That you have trouble with it doesn't surprise me. I've had trouble working my way through these issues for many years, and they aren't simple. If they could be explained easily in a handful of internet posts, that would be very nice, but they can't be. I appreciate that you don't understand my arguments about the moral imperative, and I sympathise. But they aren't my ideas, actually; they're based almost entirely on the contemplation, long and deep, of some of the best thinking of some of the most sharply honed minds there have ever been. I don't claim that what I say is right; I do claim that it is as well informed as I've been able to make it.

Now. The fact that you haven't understood my argument is, as I say, something I sympathise with - after a life full of struggling to understand things I don't understand. But a failure to grasp an argument does NOT constitute a refutation of it. Neither does it justify talk of wishful thinking and intellectual dishonesty on the part of the person who tried to explain the argument.

- _OBJECTIVES_:
1. From the forum post, list everything the writer says a failure to grasp an argument does not do.
2. Decide whether each statement agrees with the forum post, answering yes or no and quoting the words that settle it:
(a) The writer presents the arguments about the moral imperative as his own original ideas.
(b) The writer claims that what he says is right.
(c) The writer has had trouble with these issues for many years.
3. According to the forum post, what are the writer's arguments about the moral imperative based almost entirely on?
The items play no part in any task.

- _SUPPLIED DATA_:
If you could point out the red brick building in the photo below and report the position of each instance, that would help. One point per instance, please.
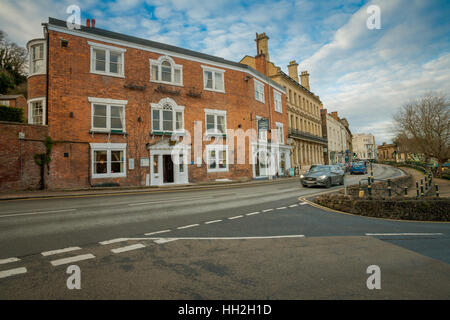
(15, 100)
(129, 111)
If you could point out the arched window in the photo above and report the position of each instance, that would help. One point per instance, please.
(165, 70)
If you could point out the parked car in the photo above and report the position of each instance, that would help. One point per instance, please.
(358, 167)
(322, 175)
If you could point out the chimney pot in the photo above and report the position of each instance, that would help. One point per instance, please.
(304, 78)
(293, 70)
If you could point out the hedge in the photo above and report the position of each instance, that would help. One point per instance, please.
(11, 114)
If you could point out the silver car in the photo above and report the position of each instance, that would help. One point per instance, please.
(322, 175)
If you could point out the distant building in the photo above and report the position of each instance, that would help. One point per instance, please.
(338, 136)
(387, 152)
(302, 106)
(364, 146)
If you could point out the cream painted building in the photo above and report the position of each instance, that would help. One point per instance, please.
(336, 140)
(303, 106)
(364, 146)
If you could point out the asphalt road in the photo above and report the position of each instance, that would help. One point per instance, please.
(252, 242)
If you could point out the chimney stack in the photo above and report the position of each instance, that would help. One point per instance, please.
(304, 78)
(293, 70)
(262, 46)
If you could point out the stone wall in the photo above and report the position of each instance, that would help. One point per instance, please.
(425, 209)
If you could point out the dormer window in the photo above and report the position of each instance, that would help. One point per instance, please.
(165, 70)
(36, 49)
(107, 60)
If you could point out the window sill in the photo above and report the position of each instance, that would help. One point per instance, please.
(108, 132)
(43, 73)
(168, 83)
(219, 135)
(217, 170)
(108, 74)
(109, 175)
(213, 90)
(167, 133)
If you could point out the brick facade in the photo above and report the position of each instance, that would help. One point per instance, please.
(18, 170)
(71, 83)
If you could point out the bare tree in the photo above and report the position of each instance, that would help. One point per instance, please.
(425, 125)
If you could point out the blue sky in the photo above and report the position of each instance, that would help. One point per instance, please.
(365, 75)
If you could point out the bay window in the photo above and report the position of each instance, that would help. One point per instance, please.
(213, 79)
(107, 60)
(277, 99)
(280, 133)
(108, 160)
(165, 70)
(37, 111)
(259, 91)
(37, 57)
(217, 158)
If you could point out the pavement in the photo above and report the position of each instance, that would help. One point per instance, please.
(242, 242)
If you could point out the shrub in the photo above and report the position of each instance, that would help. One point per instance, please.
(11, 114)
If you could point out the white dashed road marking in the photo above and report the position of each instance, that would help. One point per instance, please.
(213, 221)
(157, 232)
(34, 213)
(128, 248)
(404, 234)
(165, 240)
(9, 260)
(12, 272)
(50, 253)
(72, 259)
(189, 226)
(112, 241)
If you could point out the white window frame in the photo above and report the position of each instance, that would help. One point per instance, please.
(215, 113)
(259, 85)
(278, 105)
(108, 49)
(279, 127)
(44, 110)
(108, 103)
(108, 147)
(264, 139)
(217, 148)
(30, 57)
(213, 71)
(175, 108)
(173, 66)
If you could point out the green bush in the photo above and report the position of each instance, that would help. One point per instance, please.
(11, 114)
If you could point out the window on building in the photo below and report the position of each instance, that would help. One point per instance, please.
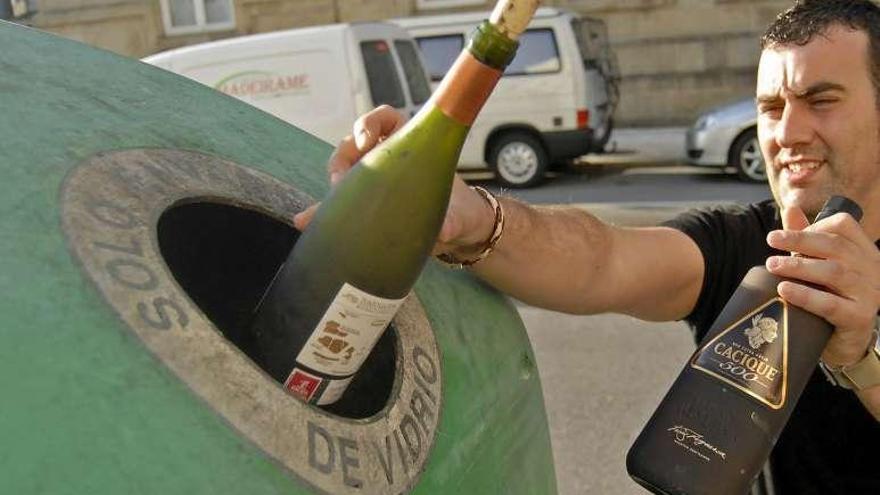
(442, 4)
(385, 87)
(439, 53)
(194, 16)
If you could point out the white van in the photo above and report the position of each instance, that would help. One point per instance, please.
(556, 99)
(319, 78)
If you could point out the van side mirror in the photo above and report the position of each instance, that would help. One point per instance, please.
...
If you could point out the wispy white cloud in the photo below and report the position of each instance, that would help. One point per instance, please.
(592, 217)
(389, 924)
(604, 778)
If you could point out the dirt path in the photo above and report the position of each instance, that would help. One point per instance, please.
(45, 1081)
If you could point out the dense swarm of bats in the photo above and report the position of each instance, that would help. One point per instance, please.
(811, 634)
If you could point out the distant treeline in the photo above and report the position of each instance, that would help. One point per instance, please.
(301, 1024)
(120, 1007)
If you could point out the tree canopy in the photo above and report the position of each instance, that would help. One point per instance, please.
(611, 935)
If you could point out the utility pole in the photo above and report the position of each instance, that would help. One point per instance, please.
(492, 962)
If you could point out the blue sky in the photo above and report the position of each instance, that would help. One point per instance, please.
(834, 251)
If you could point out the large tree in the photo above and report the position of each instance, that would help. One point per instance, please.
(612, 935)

- _PER-TASK ANSWERS_:
1.
- It does not constitute a refutation of the argument.
- It does not justify talk of wishful thinking on the part of the person who tried to explain the argument.
- It does not justify talk of intellectual dishonesty on the part of the person who tried to explain the argument.

2.
(a) No: "they aren't my ideas, actually"
(b) No: "I don't claim that what I say is right"
(c) Yes: "I've had trouble working my way through these issues for many years"

3. They are based on long, deep contemplation of some of the best thinking of some of the most sharply honed minds there have ever been.